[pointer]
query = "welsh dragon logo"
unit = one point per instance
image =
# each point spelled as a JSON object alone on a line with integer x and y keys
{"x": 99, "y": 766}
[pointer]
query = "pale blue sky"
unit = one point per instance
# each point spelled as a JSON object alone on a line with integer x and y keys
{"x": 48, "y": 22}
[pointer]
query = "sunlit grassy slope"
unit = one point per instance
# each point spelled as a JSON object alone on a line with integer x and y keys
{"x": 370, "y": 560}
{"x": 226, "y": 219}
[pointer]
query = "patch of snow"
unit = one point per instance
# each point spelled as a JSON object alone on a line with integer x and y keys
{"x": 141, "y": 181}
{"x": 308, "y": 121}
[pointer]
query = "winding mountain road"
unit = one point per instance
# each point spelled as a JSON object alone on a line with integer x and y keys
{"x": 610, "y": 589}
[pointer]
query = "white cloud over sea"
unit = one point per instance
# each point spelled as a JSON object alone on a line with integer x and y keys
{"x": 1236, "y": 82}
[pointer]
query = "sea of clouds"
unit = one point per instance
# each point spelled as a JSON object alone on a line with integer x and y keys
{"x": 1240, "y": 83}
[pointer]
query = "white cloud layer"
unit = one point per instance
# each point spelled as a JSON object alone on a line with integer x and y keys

════════════════

§ **TASK**: Count the lines above that contain the word "query", and give only that number.

§ **SOLUTION FOR THIS PROBLEM**: 8